**Short exercise:**
Return each of the following lines word for word, without changing anything.

[Begin Raw data]

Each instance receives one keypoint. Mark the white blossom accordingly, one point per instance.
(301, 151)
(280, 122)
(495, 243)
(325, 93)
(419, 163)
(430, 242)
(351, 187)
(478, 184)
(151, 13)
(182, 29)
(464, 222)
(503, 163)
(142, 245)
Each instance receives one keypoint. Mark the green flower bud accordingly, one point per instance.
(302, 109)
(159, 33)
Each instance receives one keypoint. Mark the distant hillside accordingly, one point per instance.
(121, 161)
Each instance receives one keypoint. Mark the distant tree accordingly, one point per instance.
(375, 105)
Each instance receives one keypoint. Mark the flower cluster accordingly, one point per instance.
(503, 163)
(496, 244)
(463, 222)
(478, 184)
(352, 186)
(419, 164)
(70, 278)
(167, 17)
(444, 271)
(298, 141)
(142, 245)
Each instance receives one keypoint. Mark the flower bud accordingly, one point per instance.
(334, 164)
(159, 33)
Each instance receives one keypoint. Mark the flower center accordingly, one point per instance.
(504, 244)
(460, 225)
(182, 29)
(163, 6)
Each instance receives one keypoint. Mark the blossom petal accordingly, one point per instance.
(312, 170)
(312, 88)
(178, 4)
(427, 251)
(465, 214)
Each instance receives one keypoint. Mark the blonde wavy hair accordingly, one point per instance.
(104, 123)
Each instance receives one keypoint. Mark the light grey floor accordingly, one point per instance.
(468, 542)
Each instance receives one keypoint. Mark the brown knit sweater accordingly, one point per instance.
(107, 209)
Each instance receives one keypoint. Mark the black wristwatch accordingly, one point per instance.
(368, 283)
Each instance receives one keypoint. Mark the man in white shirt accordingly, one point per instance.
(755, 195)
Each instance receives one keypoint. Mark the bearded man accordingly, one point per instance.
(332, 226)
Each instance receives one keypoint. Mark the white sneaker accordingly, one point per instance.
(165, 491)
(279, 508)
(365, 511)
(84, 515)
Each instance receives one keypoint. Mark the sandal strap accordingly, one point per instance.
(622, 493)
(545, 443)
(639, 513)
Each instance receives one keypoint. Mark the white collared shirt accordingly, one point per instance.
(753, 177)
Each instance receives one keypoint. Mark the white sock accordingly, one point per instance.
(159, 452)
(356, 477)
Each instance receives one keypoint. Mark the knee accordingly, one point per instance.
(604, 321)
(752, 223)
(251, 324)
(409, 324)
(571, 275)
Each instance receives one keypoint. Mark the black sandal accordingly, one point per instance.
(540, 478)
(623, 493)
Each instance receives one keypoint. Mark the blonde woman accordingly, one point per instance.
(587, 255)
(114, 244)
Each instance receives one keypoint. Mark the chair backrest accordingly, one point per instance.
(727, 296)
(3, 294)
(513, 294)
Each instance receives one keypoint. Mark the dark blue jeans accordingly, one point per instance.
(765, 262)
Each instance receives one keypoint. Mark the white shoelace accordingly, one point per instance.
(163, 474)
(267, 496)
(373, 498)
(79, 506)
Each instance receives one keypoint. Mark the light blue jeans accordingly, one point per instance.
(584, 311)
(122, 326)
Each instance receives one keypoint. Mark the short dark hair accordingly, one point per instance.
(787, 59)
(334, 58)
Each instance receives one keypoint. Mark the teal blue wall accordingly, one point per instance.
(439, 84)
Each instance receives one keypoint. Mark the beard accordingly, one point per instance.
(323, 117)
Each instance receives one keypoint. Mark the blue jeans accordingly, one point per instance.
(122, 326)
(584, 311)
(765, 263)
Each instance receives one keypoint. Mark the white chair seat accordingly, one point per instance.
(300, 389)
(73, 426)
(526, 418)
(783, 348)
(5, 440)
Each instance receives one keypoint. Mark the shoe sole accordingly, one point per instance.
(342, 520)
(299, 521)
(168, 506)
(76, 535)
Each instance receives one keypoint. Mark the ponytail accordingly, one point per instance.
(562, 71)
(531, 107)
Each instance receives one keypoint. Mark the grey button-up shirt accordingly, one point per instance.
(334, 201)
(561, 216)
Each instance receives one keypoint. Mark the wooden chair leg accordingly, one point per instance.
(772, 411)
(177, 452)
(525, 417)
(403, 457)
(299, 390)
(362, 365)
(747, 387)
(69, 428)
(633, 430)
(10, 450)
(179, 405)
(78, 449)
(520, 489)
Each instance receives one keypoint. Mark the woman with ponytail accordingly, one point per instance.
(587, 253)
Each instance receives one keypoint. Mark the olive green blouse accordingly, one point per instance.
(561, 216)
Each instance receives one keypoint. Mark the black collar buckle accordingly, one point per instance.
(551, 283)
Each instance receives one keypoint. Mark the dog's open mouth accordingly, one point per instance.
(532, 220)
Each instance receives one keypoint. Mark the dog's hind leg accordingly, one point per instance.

[End Raw data]

**Full response:**
Each instance receives one keypoint. Mark the white blossom accordingly, one point per instance.
(301, 151)
(280, 122)
(495, 243)
(325, 93)
(419, 163)
(430, 242)
(351, 187)
(478, 184)
(151, 13)
(182, 29)
(464, 222)
(503, 163)
(142, 245)
Each instance receives one keypoint. Mark the green flower bud accordingly, one point per instance.
(302, 109)
(159, 33)
Each instance receives one keypoint. Mark the distant hillside accordingly, one point per instance.
(121, 161)
Each instance receives one keypoint. Mark the distant tree accordingly, one point per instance.
(375, 105)
Each instance receives one keypoint. Mark the flower cluster accordingly, one point per instance.
(503, 163)
(496, 244)
(463, 222)
(478, 184)
(352, 186)
(419, 164)
(70, 278)
(167, 17)
(444, 271)
(298, 141)
(142, 245)
Each instance receives one keypoint. Mark the flower bud accordingly, one point per instance.
(334, 164)
(159, 33)
Each instance receives one keypoint. Mark the flower center accordingly, one point per instance.
(504, 244)
(460, 225)
(182, 29)
(163, 6)
Each instance receives one keypoint. Mark the blossom petal accordingly, one point per instance.
(312, 170)
(312, 88)
(178, 4)
(427, 251)
(465, 214)
Each instance receives one keypoint. Mark the blonde wavy hair accordingly, one point per instance.
(104, 123)
Each instance receives one keypoint. Mark the light grey floor accordingly, one point per instance.
(468, 542)
Each instance receives one keypoint. Mark the brown knit sweater accordingly, one point per instance.
(107, 209)
Each instance receives one keypoint. Mark the black wristwatch accordingly, one point per instance.
(368, 283)
Each instance receives one keypoint. Mark the man in white shirt accordingly, one point per instance.
(755, 195)
Each instance receives one keypoint. Mark the bearded man accordingly, one point per instance.
(332, 226)
Each instance receives one keypoint. Mark the white sneaker accordingly, one point per instance.
(165, 491)
(279, 508)
(365, 511)
(84, 515)
Each instance receives one keypoint. Mark the sandal strap accordingly, one point per instance.
(622, 493)
(545, 443)
(639, 513)
Each instance receives one keypoint. Mark the white collared shirt accordingly, one point per instance.
(753, 177)
Each instance receives one keypoint. Mark the white sock accordingly, one point per instance.
(159, 452)
(356, 477)
Each instance receives one keypoint. Mark the knee accordingly, one point per instance.
(604, 321)
(752, 223)
(251, 324)
(409, 324)
(571, 275)
Each instance receives one keypoint. Mark the black sandal accordingly, one point per instance.
(540, 478)
(623, 493)
Each instance receives one keypoint. Mark the blonde woman accordingly, one point per instance.
(587, 255)
(114, 244)
Each instance receives one keypoint. Mark the chair backrest accordingly, one point per instance.
(727, 296)
(3, 294)
(513, 294)
Each instance receives one keypoint. Mark the dark blue jeans accordingly, one point per instance.
(765, 262)
Each instance receives one keypoint. Mark the white shoelace accordingly, one point per instance.
(163, 474)
(267, 496)
(373, 498)
(79, 506)
Each instance receives one keypoint. Mark the light blue jeans accordingly, one point per instance.
(584, 311)
(122, 326)
Each instance receives one keypoint. Mark the short dark hair accordingly, one point per instance.
(787, 59)
(334, 58)
Each instance receives one keypoint. Mark the teal blue wall accordingly, one point per instance.
(439, 84)
Each instance receives one keypoint. Mark the beard accordingly, one point per instance.
(323, 117)
Each instance receives one keypoint. Mark the blue jeans accordingly, one point per instance.
(122, 326)
(584, 311)
(765, 263)
Each instance receives one keypoint. Mark the white chair seat accordingly, one point per instance.
(300, 389)
(73, 426)
(526, 418)
(783, 348)
(5, 440)
Each instance receives one keypoint. Mark the shoe sole accordingly, one point per instance.
(342, 520)
(299, 521)
(168, 506)
(76, 535)
Each instance receives one keypoint. Mark the ponytail accordingly, one point per instance.
(562, 71)
(531, 107)
Each instance receives one keypoint. Mark the grey button-up shirt accordingly, one point per instance.
(334, 201)
(561, 216)
Each instance receives one keypoint. Mark the wooden chair leg accordingly, one point per instance.
(772, 411)
(177, 452)
(525, 417)
(403, 457)
(299, 390)
(362, 365)
(747, 387)
(69, 428)
(633, 430)
(10, 450)
(179, 405)
(78, 449)
(520, 489)
Each instance receives one keypoint. Mark the woman with ponytail accordingly, one point per instance.
(587, 253)
Each instance receives one keypoint. Mark the olive green blouse accordingly, one point per instance.
(561, 216)
Each instance receives one keypoint. Mark the black collar buckle accordingly, one point per instance.
(551, 283)
Each instance receives one keypoint. Mark the dog's open mouth accordingly, one point per instance.
(532, 220)
Each instance receives one keypoint. Mark the dog's hind leg accordingly, one point per instance.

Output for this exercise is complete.